* Problem description: Every line below between the line holding "query: car roof" and the line holding "query: car door handle", inclusive, should be repeated exactly, and all other lines omitted.

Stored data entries
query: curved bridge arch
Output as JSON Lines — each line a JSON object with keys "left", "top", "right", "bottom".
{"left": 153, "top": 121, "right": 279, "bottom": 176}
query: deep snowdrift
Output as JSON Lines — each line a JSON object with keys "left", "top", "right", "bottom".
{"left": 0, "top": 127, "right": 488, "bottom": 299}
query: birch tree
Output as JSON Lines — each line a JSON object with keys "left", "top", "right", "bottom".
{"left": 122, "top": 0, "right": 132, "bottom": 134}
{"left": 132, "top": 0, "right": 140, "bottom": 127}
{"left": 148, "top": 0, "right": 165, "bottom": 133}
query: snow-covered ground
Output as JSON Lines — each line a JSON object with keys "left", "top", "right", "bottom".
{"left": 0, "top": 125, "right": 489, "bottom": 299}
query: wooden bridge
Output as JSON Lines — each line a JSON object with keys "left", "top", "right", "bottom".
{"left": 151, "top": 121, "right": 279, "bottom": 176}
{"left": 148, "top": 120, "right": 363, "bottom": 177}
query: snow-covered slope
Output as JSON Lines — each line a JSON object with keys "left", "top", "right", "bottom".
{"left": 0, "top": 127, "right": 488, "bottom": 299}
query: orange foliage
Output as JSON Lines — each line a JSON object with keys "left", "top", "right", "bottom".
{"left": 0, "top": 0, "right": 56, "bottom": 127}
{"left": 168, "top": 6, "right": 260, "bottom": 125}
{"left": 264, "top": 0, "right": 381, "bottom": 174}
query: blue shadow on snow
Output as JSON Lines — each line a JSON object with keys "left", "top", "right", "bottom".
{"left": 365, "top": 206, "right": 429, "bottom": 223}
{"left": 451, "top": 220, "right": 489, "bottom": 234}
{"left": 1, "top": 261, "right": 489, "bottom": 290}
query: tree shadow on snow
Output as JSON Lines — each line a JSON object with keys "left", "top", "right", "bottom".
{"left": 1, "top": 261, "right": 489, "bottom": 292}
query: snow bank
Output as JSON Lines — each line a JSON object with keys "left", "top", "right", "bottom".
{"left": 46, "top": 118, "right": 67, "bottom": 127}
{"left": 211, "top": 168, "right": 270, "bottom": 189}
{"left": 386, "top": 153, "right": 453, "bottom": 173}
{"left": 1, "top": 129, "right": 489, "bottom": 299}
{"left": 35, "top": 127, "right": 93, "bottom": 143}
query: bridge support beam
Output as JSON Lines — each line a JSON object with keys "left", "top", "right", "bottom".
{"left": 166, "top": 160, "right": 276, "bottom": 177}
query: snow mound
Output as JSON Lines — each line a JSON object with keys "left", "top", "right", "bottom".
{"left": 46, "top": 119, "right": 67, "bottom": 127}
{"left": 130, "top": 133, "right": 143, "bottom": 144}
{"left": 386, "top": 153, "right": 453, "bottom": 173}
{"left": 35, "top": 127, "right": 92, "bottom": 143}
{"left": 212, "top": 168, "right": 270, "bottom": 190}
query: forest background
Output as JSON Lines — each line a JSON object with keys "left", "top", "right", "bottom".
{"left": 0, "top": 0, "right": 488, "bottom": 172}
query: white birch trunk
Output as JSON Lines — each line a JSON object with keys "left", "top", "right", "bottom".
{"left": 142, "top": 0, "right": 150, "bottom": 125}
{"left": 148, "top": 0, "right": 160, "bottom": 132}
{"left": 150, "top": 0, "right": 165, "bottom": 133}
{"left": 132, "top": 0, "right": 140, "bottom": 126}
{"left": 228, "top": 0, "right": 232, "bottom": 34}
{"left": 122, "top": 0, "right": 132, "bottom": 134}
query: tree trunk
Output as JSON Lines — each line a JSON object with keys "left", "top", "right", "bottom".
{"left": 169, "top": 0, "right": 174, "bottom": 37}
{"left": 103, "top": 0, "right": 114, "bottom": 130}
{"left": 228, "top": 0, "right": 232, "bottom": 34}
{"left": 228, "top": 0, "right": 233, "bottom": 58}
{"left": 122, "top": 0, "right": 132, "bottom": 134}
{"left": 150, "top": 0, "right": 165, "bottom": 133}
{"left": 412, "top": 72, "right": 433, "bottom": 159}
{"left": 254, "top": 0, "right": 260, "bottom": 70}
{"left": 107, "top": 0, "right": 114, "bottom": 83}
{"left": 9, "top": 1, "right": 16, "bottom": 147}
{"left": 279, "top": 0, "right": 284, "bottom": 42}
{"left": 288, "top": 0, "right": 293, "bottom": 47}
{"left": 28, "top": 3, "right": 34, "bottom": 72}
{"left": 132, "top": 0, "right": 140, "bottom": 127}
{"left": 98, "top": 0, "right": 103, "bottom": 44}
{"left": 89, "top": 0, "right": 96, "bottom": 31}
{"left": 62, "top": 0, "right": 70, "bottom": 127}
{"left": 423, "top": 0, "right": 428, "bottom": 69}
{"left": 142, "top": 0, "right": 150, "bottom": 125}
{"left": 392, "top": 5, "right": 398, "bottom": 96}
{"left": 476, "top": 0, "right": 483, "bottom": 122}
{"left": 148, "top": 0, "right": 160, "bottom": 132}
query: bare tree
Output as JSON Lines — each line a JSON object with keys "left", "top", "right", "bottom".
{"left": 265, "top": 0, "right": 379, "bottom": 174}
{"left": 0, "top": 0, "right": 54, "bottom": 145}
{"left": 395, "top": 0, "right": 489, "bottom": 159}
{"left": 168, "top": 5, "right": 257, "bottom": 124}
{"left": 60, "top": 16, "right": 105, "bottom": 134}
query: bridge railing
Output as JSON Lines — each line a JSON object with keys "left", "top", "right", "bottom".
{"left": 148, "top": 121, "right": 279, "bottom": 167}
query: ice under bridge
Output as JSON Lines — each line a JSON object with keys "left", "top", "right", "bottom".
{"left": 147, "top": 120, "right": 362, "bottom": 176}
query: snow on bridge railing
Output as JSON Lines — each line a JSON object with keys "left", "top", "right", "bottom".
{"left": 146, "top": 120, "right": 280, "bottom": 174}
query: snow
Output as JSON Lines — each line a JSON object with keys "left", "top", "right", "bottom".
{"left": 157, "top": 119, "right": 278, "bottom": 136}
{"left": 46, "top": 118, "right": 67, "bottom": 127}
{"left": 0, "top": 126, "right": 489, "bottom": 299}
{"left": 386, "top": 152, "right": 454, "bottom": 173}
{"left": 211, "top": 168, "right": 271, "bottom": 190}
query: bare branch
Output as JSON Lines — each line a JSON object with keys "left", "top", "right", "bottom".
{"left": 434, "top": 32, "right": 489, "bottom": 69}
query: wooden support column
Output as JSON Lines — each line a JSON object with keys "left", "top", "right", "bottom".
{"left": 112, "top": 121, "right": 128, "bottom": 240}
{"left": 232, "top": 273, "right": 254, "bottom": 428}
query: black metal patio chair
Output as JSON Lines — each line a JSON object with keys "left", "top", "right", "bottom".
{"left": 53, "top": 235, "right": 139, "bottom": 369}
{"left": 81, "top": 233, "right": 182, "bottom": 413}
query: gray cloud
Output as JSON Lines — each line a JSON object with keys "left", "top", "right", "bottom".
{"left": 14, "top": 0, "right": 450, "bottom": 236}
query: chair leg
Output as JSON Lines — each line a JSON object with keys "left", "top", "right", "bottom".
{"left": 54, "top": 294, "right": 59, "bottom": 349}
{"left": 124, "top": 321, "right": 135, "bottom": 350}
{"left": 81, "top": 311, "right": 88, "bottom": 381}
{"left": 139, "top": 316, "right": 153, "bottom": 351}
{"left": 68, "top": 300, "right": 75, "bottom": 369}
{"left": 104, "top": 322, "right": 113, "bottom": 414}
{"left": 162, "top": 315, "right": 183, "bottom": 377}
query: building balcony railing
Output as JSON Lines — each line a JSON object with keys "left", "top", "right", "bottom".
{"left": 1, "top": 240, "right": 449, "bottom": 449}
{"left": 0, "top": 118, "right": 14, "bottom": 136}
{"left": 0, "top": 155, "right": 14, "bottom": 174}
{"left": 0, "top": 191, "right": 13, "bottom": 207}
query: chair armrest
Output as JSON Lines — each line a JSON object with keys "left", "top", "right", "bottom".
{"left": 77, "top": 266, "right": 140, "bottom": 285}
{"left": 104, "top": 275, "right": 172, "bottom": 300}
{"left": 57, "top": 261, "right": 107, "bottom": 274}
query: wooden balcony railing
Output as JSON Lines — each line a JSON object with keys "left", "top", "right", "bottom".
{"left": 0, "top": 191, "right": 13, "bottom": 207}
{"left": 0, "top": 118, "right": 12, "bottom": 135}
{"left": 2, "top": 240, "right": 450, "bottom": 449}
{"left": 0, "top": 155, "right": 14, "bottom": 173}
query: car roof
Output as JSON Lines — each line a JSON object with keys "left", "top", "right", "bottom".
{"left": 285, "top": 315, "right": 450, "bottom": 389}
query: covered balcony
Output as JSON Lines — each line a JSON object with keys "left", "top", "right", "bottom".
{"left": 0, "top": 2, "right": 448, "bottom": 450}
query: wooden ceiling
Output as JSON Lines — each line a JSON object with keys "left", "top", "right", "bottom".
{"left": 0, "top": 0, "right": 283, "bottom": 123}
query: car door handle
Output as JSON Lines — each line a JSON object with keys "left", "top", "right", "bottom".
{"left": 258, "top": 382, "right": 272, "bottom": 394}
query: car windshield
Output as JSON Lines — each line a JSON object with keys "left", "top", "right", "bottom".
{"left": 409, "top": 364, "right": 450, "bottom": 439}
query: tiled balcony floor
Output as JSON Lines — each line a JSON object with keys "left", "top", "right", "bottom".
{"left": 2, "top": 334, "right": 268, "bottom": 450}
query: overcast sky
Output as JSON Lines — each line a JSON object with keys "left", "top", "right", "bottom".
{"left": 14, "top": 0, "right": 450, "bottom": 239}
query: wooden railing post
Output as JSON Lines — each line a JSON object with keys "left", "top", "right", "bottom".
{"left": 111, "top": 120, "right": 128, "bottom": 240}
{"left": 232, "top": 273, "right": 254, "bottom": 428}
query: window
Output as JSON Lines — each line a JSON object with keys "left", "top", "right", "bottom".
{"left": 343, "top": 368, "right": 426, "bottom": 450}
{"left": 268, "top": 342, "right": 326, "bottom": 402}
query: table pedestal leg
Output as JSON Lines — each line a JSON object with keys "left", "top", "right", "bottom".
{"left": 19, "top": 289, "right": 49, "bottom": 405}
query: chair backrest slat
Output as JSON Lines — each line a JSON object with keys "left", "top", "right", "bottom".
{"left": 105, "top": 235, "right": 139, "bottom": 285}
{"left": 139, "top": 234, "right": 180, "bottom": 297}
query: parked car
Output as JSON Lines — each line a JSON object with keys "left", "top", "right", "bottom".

* Problem solution:
query: car roof
Output as JSON Lines — each line a JSON object with keys "left", "top", "right", "bottom".
{"left": 285, "top": 315, "right": 450, "bottom": 389}
query: covered balcony
Output as JSON Lines — each line a JSON object with keys "left", "top", "right", "bottom".
{"left": 0, "top": 2, "right": 448, "bottom": 450}
query: wooden ceiling
Output as JSON Lines — each line a JSON object with keys "left", "top", "right", "bottom".
{"left": 0, "top": 0, "right": 283, "bottom": 123}
query: car door handle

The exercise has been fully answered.